▶ _What to do_: Which lines in the rows below contain the word "pine"? Copy each of them in full.

● ● ●

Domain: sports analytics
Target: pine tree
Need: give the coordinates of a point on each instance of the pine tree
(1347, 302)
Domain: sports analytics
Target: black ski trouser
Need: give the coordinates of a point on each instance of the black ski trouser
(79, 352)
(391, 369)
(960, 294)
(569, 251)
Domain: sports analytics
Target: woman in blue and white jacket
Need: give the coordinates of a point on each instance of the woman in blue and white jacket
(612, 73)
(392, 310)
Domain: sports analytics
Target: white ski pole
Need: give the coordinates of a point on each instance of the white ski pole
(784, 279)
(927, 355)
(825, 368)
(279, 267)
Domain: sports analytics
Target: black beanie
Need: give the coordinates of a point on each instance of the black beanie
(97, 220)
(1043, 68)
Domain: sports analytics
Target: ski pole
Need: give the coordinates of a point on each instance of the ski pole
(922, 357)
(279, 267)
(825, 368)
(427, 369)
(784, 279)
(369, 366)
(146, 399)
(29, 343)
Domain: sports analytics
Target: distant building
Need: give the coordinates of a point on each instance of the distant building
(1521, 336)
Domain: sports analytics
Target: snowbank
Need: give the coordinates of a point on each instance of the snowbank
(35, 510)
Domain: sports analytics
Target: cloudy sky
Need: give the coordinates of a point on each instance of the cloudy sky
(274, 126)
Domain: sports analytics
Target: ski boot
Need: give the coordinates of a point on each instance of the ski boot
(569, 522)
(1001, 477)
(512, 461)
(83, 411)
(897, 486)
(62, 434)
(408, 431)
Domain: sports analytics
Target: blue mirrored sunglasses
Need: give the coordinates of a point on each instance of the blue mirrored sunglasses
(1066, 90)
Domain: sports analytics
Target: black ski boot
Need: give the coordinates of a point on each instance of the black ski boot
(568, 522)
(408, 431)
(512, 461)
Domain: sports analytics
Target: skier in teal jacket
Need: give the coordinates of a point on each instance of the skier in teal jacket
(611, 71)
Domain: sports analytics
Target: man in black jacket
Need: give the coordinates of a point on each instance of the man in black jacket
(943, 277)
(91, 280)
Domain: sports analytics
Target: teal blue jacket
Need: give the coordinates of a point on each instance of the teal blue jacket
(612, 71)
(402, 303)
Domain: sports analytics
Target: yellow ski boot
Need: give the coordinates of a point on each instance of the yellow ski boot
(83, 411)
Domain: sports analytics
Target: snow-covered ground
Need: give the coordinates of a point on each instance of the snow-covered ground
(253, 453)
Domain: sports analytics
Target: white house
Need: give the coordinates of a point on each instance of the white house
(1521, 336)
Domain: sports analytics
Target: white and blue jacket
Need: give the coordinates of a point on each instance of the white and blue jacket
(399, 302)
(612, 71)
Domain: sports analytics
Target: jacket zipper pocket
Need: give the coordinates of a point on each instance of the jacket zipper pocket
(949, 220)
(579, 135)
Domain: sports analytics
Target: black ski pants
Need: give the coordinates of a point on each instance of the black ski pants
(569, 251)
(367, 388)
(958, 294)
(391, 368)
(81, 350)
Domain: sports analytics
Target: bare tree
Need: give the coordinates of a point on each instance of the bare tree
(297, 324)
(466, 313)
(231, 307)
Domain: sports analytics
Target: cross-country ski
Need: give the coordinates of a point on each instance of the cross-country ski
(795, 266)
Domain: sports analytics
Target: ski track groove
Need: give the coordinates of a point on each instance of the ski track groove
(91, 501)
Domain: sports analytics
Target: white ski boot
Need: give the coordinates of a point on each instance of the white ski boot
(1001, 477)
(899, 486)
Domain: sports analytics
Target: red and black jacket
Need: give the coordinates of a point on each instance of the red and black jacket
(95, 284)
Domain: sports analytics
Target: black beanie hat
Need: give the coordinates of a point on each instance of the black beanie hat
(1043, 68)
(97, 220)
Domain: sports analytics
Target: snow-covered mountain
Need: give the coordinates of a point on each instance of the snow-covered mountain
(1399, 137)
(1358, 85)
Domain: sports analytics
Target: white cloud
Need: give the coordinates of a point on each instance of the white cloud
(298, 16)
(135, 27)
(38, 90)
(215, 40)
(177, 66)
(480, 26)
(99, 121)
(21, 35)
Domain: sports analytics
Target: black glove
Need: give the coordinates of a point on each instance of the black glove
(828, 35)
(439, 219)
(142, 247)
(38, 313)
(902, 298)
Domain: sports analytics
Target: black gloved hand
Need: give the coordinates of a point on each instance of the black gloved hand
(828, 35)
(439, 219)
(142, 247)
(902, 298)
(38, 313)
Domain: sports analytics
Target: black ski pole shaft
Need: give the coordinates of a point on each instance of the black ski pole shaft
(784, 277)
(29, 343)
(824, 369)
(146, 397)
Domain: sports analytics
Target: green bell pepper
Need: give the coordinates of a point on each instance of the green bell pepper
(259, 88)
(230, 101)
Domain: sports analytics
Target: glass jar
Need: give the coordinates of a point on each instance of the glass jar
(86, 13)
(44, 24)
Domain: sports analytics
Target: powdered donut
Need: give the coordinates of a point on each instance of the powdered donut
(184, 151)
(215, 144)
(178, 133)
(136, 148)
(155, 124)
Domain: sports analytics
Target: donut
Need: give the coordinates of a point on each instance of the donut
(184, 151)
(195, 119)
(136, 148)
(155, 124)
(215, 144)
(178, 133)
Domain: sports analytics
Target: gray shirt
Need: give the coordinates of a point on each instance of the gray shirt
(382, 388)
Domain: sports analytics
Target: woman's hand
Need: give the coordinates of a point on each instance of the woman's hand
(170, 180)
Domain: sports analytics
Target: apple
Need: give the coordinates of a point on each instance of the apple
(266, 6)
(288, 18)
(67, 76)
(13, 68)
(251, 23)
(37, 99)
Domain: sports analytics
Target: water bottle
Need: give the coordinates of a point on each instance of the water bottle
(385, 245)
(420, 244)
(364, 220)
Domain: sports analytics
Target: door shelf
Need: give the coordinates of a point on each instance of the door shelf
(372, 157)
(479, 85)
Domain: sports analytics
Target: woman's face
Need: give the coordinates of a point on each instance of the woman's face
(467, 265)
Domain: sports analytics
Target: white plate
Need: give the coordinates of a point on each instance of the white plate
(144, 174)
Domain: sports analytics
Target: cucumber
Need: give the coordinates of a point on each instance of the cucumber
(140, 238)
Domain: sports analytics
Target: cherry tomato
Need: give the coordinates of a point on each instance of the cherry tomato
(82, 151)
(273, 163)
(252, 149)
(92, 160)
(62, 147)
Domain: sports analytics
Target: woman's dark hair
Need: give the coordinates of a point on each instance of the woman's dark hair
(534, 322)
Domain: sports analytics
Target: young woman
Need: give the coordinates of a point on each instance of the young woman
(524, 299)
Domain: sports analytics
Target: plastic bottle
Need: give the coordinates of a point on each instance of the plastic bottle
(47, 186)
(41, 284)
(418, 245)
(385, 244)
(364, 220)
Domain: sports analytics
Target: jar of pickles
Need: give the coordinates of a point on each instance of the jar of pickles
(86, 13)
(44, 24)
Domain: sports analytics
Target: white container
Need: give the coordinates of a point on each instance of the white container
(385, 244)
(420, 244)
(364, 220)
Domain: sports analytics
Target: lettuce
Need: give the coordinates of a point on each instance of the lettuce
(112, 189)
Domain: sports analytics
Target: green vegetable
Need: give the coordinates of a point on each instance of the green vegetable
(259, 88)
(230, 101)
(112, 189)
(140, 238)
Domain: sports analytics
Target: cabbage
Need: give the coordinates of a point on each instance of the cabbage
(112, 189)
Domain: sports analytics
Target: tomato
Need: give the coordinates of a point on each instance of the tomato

● ● ●

▶ _Completed task_:
Target: pine tree
Need: give the coordinates of a point on each instance of the pine tree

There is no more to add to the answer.